● **Exercise**:
Give again, unchanged, the line that contains "Rules: pick out each instance of the framed" together with every line that follows it until the entries end.
(Beginning of Records supplied)
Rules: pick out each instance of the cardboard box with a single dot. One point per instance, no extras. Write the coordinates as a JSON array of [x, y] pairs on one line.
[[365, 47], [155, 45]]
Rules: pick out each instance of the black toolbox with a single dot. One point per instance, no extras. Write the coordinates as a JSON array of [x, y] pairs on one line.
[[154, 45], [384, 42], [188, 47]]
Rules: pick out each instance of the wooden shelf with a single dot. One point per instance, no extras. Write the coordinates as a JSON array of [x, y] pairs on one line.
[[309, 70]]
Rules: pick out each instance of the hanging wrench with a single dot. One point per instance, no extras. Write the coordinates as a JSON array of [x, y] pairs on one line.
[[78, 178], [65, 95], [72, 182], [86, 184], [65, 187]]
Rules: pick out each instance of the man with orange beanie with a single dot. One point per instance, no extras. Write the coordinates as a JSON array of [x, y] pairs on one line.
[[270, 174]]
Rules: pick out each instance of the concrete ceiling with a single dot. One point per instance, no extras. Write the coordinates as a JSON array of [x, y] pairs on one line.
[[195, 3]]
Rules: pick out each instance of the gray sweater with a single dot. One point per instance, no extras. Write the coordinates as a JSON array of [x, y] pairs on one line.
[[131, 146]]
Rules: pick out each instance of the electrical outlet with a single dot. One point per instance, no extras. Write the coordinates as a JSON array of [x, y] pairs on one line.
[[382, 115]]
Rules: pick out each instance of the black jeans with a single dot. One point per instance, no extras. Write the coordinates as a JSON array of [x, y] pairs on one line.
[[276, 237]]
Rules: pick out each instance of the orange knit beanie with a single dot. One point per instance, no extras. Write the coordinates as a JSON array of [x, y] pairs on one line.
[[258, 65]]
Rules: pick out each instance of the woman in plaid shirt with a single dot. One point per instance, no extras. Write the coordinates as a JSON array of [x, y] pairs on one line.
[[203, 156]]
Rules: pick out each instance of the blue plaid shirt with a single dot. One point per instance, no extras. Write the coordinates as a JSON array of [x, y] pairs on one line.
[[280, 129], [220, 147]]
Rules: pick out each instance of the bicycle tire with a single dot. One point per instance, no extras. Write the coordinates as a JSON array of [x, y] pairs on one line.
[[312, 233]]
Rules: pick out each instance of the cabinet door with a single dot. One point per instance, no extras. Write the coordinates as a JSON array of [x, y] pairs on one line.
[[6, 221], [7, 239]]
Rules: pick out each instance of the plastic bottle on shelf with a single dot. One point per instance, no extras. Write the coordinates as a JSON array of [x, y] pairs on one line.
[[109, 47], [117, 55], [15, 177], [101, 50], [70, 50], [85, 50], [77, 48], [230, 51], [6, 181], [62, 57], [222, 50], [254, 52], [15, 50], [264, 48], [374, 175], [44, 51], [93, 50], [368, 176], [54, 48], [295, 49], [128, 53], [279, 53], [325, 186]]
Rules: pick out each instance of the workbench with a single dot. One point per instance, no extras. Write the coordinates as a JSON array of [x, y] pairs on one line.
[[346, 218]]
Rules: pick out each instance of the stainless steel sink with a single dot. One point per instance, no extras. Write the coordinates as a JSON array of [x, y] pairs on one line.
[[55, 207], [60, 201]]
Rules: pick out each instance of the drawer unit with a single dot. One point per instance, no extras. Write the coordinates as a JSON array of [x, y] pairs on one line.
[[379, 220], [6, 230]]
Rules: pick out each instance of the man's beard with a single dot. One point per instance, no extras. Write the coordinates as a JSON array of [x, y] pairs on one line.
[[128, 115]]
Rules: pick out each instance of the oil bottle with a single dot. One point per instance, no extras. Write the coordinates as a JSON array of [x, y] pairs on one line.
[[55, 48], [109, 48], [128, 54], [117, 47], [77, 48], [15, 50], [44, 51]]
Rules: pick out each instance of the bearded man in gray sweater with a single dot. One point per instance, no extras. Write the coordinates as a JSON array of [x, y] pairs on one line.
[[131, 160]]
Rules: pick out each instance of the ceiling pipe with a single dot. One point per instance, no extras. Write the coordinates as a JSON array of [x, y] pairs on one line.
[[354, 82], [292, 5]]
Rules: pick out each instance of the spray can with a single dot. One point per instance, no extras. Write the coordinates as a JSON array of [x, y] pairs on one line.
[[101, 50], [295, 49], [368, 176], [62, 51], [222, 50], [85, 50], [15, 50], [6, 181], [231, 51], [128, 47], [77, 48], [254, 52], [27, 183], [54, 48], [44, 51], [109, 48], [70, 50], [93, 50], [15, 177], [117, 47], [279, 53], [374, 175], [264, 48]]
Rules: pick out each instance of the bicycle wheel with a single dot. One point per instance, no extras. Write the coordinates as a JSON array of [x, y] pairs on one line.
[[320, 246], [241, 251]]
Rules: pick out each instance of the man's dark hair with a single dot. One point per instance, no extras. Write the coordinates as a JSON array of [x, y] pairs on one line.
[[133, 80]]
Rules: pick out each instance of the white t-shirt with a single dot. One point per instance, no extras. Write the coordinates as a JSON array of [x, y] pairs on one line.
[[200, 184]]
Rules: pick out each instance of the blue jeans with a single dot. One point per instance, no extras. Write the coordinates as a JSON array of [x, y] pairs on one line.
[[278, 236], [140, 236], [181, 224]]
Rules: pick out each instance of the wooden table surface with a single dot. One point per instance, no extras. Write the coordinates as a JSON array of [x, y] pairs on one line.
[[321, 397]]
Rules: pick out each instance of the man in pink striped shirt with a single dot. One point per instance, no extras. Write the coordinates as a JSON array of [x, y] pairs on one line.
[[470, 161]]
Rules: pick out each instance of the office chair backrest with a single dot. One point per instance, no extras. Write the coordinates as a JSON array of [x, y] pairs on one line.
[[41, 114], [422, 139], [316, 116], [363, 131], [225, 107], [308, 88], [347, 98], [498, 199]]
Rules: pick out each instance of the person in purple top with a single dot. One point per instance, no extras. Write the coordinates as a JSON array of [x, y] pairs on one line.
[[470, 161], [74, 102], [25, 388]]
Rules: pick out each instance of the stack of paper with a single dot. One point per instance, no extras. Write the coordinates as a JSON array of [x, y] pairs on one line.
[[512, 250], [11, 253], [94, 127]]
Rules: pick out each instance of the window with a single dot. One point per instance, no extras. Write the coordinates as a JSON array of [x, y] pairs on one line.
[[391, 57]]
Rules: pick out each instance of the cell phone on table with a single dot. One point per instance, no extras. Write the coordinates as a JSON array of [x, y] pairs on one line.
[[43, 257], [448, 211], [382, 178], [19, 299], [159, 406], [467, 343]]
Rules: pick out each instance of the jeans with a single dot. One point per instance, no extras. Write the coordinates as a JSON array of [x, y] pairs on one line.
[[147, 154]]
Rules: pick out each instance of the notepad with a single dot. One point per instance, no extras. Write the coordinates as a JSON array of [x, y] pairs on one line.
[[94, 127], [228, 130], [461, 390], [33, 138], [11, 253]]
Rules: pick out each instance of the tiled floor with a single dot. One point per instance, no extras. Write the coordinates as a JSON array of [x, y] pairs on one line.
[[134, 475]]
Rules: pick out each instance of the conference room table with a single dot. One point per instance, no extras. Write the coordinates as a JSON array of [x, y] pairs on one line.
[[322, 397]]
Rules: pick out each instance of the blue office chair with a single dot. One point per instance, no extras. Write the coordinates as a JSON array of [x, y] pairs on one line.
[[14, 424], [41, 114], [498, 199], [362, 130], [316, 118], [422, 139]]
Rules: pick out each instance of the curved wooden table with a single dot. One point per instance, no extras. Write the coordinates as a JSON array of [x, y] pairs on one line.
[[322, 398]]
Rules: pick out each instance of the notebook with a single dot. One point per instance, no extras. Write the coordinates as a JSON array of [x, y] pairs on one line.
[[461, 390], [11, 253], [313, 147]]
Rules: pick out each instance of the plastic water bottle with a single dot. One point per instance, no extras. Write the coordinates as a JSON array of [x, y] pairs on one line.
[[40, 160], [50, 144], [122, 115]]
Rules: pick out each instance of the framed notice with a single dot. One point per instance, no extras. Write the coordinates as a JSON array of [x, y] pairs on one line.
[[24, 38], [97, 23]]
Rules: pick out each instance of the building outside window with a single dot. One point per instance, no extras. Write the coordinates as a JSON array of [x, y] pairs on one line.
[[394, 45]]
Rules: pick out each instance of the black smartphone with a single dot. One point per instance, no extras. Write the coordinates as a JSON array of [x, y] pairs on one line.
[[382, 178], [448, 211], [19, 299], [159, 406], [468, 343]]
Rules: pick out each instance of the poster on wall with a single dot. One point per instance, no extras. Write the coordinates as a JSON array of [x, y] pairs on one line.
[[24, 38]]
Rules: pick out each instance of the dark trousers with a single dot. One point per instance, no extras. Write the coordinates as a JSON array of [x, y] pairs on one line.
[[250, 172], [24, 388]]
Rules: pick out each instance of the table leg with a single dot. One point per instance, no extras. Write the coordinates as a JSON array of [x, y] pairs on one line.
(End of Records supplied)
● **Task response**:
Rules: pick out each instance of the framed notice with a single dot. One point per instance, no extras. Write the coordinates as a JSON array of [x, y] pairs on one line.
[[24, 38], [97, 23]]
Rules: pick out each instance of the building outside window with a single dot. One point per instance, no extras. Write the coordinates as a JSON array of [x, y] pairs on one line.
[[394, 45]]
Rules: pick out each instance of the black smartphone with a single dot. One point per instance, no extras. Write the coordinates as a JSON array of [x, y] pairs on one line.
[[382, 178], [448, 211], [19, 299], [159, 406], [468, 343]]
Rules: pick out each instance of the poster on wall with a single dot. One point per instance, no extras. Write the coordinates as a JSON array of [x, y] pairs on one line.
[[24, 38]]
Rules: pick out each instance of the dark trousers with a single dot. One point per instance, no extras. Write the coordinates as a JSON array of [x, y] pairs on one line.
[[250, 172], [24, 388]]
Rules: pick out each instance of the table leg with a single dot. One point per instance, no extras. Write the coordinates as a JSON array of [x, y] pairs on one line.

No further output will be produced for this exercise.